(What is expected)
Reproduce exactly the lines below from the one containing "Target: clear sky" through the one containing "white wall building.", including both, and nothing else.

----- Entries provided

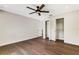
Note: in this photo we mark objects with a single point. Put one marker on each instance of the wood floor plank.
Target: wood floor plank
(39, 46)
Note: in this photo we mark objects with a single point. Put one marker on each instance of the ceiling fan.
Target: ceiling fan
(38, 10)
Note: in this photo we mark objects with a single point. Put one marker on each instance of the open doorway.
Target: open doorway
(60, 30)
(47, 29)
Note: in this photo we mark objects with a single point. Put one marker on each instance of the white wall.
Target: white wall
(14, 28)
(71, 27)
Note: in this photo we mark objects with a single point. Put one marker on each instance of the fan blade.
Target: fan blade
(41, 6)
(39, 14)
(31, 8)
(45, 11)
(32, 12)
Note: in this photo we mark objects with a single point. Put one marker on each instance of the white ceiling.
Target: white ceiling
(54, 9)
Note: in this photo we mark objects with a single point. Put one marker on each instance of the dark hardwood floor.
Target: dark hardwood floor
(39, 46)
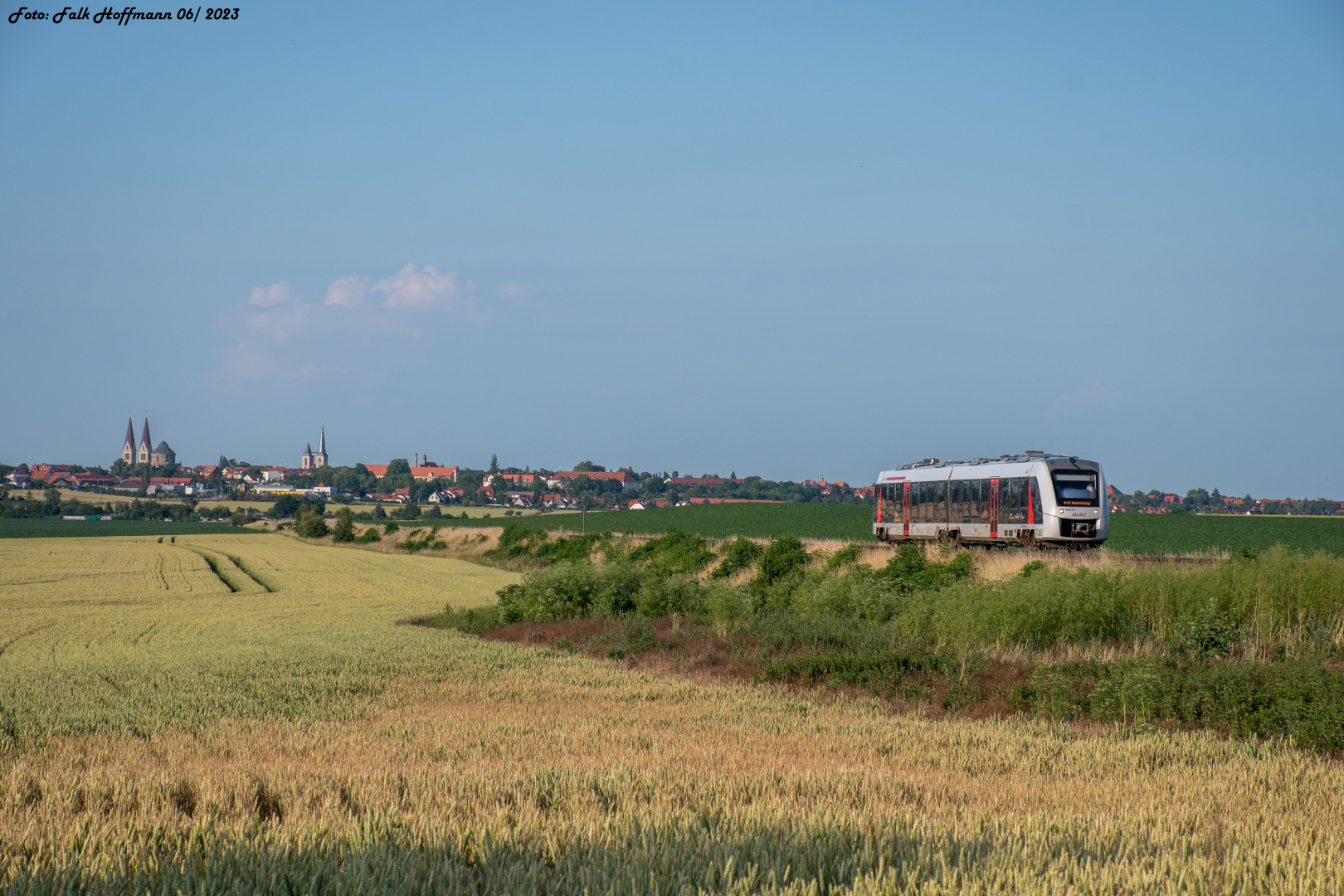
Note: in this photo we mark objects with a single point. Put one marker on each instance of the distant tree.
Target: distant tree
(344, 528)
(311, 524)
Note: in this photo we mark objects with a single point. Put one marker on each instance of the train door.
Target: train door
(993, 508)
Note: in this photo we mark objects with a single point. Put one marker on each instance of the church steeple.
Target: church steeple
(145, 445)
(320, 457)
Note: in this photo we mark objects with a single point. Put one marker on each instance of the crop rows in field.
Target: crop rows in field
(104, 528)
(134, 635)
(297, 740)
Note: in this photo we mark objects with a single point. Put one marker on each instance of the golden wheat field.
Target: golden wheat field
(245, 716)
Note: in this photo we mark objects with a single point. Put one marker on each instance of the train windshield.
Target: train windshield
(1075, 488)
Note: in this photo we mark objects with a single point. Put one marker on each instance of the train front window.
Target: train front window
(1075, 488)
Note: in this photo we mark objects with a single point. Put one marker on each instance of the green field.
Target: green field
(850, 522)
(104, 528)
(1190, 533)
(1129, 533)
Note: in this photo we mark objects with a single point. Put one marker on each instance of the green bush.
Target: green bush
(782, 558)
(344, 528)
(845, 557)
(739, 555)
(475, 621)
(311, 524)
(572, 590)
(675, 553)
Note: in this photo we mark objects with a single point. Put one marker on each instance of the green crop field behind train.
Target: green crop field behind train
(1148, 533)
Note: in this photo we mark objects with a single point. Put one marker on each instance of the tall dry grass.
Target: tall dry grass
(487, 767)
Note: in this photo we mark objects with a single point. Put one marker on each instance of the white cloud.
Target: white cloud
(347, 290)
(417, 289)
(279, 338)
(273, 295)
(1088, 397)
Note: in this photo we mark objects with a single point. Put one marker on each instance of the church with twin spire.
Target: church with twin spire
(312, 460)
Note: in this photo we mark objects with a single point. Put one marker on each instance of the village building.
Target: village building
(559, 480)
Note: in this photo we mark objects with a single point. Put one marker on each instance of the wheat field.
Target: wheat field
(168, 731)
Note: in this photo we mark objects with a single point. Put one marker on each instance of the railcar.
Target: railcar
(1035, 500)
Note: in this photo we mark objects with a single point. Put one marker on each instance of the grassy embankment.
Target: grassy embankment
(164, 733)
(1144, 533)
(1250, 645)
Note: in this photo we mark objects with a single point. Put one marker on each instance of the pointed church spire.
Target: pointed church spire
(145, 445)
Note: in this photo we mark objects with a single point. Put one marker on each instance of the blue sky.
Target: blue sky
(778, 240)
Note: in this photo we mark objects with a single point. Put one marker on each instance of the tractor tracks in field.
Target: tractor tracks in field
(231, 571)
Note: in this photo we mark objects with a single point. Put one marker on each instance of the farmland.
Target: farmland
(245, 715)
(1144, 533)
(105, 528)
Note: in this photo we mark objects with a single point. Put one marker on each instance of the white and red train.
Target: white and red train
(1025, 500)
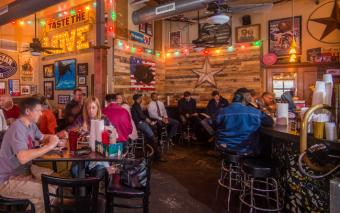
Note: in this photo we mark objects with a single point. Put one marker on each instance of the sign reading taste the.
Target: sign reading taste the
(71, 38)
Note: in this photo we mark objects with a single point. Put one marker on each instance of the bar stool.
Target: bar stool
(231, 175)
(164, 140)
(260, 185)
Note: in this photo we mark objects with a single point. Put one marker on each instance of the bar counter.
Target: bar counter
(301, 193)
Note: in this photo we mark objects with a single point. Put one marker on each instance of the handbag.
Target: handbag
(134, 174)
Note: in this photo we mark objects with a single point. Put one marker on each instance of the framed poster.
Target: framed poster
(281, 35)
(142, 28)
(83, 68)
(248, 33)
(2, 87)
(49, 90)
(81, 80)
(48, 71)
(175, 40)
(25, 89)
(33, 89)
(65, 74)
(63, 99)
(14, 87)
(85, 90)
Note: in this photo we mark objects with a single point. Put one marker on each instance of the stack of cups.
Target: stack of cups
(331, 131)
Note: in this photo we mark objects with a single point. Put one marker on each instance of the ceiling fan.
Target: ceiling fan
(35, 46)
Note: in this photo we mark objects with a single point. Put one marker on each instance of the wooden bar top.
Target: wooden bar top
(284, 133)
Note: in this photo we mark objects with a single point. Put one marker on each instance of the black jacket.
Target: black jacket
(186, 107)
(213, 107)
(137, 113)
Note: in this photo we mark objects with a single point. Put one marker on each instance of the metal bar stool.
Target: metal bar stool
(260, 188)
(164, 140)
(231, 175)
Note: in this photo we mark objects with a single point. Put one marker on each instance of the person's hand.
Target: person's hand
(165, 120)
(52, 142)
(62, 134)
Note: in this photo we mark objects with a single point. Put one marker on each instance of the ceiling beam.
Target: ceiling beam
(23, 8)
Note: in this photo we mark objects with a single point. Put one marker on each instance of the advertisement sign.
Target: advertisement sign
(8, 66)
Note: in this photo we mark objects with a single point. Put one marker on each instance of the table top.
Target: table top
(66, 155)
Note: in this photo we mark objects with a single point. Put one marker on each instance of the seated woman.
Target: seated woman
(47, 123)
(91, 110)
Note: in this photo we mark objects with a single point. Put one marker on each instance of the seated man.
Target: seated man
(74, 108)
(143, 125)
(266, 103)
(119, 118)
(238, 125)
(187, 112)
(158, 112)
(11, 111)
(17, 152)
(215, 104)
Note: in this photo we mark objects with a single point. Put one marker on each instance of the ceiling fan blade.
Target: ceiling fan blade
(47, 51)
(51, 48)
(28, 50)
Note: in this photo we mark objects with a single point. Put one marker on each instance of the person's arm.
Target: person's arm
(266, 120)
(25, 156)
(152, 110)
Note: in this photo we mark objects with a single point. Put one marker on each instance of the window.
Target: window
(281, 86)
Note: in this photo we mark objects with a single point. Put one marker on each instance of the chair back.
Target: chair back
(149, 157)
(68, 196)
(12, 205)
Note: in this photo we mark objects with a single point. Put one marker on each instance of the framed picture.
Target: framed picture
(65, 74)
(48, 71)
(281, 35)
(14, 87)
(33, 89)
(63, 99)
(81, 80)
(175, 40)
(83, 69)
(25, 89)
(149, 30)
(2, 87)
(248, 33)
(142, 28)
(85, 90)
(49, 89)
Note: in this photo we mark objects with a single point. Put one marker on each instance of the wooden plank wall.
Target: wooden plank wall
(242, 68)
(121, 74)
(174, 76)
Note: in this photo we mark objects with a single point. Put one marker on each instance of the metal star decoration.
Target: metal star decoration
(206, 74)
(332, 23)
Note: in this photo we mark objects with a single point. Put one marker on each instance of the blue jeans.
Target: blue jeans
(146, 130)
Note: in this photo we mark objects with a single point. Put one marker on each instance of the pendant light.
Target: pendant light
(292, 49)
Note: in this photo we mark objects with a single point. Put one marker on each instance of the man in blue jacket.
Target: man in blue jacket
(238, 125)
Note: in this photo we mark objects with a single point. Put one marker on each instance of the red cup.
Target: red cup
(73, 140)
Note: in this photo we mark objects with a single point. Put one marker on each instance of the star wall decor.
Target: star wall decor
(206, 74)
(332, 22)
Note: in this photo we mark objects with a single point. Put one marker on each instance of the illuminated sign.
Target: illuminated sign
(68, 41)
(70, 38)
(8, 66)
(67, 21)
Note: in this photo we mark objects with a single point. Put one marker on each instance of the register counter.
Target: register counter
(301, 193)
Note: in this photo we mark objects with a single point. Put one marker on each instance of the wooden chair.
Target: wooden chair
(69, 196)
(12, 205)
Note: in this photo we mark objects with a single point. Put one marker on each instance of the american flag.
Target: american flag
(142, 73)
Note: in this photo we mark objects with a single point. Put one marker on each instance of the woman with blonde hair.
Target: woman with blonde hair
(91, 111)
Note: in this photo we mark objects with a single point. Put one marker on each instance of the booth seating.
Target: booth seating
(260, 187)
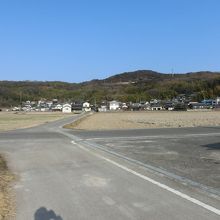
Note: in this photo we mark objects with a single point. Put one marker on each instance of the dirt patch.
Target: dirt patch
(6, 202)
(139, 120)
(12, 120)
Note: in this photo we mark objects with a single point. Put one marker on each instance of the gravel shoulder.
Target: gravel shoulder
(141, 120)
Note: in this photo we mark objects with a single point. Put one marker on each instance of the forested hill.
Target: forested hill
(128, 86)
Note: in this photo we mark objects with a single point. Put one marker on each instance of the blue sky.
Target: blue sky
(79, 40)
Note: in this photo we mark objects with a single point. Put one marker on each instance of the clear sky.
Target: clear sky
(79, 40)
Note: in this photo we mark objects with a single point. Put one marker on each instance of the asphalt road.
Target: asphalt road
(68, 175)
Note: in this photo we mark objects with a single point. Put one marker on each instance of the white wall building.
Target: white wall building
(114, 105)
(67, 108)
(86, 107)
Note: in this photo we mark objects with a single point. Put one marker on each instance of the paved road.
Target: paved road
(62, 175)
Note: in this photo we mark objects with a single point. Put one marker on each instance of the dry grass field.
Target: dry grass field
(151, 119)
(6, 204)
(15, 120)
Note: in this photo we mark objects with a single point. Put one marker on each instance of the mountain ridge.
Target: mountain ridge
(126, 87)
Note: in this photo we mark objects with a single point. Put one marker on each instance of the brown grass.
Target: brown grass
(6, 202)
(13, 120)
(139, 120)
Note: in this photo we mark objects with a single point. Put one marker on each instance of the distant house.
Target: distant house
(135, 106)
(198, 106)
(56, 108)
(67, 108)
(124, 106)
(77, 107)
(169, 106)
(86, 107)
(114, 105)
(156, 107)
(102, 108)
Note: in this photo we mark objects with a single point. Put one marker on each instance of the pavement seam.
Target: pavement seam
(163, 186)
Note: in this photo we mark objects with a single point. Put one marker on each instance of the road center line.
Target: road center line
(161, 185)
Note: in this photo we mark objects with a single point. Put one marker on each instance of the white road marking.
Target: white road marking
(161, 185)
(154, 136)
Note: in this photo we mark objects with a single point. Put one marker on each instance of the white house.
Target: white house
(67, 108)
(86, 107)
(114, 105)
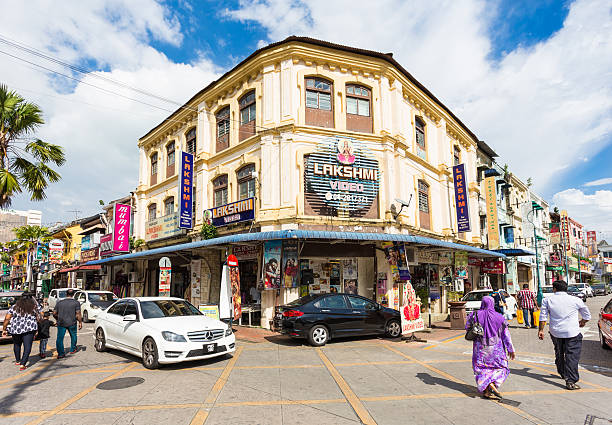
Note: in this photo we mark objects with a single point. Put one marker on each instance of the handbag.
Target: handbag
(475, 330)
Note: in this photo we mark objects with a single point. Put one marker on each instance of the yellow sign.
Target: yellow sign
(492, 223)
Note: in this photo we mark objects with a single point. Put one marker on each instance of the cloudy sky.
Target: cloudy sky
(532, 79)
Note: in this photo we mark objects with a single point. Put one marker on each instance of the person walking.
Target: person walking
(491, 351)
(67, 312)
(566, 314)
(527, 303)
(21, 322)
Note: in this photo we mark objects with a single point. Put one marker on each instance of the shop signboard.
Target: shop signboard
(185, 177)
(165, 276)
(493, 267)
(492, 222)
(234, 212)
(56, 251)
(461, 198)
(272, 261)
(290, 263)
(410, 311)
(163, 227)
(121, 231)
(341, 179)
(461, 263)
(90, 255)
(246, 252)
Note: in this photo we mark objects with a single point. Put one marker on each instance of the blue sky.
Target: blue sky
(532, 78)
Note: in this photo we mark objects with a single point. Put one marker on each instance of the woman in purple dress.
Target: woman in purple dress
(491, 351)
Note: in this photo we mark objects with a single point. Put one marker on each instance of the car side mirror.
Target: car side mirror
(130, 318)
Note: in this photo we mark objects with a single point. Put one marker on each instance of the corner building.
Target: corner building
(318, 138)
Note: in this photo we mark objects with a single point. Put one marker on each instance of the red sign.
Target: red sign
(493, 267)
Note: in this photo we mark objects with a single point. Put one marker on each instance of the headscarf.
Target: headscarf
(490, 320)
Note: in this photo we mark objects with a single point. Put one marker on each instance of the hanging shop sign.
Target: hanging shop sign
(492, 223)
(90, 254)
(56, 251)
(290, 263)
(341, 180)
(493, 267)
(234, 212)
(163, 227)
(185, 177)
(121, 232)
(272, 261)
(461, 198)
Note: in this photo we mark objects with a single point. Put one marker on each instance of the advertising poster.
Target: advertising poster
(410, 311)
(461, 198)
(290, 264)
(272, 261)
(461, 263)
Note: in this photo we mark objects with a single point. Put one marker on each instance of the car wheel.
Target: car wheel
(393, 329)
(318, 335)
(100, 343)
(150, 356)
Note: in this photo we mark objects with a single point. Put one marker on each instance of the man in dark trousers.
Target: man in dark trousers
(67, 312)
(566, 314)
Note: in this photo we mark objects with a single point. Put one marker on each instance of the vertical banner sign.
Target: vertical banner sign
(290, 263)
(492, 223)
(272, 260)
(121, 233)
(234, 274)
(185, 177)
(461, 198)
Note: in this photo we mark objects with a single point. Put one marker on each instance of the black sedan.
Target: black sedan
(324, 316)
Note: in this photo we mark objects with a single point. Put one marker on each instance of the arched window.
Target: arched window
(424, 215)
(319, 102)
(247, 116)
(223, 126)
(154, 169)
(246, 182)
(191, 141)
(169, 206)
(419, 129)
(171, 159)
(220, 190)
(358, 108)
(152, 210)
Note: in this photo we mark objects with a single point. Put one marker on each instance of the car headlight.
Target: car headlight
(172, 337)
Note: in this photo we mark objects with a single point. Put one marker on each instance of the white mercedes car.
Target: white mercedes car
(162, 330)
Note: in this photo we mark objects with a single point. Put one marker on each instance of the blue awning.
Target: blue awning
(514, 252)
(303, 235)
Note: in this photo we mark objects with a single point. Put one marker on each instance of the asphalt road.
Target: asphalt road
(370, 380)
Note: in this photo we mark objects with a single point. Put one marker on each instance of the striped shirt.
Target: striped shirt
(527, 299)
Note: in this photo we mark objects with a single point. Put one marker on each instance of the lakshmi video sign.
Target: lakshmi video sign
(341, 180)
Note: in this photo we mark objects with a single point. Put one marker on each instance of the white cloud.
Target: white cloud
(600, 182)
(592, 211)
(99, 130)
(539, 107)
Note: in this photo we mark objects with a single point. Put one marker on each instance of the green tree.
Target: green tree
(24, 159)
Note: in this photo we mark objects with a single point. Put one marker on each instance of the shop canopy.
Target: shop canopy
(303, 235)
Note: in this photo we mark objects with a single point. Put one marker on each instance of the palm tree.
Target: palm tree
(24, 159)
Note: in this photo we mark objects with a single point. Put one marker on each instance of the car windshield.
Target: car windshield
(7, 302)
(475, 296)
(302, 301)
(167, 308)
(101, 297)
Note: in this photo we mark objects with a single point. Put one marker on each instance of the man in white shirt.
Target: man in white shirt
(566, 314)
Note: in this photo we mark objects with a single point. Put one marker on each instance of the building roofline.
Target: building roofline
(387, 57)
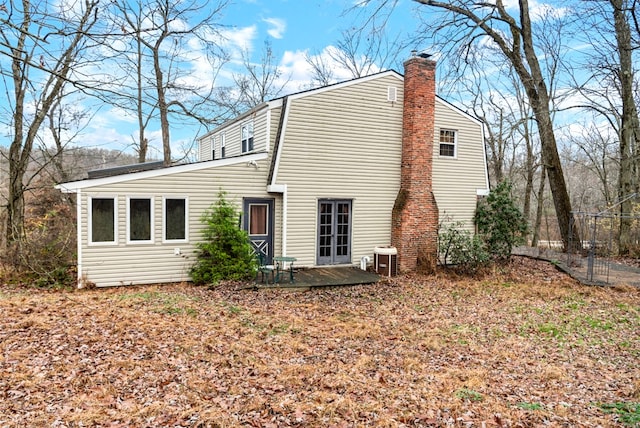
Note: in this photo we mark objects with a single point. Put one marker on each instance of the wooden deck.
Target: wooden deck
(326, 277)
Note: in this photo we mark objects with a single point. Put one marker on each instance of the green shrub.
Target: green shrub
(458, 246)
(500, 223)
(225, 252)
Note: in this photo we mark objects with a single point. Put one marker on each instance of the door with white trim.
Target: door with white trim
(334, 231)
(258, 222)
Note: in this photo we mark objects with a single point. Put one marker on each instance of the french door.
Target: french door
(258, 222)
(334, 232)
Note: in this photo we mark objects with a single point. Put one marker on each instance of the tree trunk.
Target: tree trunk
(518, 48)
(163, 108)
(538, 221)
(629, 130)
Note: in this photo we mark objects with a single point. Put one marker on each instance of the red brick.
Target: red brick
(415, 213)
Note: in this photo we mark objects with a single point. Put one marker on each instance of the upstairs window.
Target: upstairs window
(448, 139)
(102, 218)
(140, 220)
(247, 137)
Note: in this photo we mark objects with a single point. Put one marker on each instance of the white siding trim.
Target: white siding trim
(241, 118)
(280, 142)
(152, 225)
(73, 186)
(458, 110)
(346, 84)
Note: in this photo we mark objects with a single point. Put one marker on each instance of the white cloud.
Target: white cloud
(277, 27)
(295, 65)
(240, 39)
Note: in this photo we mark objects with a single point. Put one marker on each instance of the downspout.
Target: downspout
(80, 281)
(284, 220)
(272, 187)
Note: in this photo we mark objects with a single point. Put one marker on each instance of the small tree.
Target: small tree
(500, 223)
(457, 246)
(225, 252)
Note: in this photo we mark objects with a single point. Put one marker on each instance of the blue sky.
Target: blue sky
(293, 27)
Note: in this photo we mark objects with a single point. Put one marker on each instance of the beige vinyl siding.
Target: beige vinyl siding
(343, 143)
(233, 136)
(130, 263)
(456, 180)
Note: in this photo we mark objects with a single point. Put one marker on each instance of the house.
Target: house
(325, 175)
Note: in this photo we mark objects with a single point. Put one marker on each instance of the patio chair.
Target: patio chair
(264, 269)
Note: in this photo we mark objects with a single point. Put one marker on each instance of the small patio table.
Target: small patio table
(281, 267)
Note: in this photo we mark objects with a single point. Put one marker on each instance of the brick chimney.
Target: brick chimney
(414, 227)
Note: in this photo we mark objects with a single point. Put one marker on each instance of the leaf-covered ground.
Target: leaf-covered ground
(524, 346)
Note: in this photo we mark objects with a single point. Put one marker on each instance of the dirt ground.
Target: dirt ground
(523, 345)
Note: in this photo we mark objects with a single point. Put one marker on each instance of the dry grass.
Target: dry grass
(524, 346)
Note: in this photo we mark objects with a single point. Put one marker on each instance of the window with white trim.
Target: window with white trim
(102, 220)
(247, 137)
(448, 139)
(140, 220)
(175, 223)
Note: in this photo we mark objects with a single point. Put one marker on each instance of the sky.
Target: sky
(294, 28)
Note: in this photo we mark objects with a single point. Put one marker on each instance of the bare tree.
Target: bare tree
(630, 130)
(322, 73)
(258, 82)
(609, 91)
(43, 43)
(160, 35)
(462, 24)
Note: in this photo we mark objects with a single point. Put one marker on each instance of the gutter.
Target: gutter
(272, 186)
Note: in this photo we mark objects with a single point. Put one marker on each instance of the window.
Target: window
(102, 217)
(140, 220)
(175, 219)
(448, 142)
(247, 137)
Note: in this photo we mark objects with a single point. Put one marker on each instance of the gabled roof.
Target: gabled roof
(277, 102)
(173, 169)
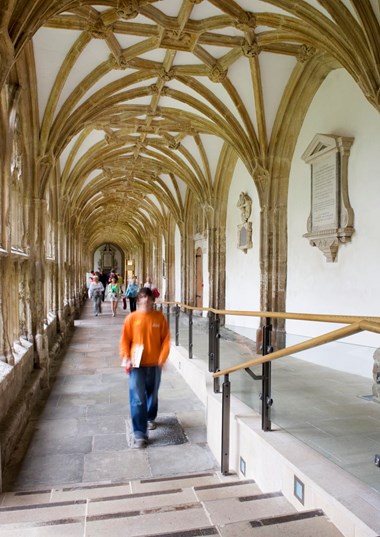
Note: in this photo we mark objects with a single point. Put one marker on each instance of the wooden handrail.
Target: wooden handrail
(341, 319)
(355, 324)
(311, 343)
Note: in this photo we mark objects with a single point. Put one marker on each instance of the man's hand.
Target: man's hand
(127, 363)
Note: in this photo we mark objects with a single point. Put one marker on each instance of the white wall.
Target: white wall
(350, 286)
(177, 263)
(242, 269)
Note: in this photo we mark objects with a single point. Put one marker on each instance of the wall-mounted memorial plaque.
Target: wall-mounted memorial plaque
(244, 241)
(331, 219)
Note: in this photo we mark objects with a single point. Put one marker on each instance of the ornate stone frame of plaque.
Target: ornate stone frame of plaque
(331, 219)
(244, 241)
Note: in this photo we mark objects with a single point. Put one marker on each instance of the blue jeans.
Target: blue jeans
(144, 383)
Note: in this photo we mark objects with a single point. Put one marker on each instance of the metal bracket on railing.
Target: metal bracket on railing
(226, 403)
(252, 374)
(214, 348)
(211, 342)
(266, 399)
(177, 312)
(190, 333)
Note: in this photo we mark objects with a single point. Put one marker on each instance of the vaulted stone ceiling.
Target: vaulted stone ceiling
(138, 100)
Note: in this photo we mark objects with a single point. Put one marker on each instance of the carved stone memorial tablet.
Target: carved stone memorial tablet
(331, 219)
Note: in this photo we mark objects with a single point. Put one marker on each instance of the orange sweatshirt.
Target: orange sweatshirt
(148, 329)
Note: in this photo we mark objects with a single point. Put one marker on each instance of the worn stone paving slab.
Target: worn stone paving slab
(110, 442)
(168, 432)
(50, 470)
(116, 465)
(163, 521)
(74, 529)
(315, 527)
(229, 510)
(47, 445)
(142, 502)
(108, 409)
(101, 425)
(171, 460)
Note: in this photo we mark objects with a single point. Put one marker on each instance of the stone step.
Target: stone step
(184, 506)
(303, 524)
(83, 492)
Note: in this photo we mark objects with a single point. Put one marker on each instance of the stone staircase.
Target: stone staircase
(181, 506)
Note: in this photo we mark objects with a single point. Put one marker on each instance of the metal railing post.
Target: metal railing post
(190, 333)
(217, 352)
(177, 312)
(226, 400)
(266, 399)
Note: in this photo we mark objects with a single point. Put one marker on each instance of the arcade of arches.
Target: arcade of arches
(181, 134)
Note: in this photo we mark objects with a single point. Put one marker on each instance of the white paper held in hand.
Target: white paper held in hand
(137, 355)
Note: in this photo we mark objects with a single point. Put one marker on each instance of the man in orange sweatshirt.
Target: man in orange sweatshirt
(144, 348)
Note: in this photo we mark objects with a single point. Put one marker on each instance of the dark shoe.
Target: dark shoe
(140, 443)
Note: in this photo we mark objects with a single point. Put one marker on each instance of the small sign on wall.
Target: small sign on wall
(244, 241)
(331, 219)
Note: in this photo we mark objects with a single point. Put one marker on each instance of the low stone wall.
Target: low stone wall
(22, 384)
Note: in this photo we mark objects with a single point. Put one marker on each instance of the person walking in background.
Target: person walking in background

----------

(Solution to the exercise)
Target: clear sky
(79, 40)
Note: in this photo we mark objects with a single point. Put one marker on each instance of the asphalt road.
Target: asphalt road
(68, 175)
Note: in this photo we mark objects with a single point. Put one marker on each instance of the white wall building.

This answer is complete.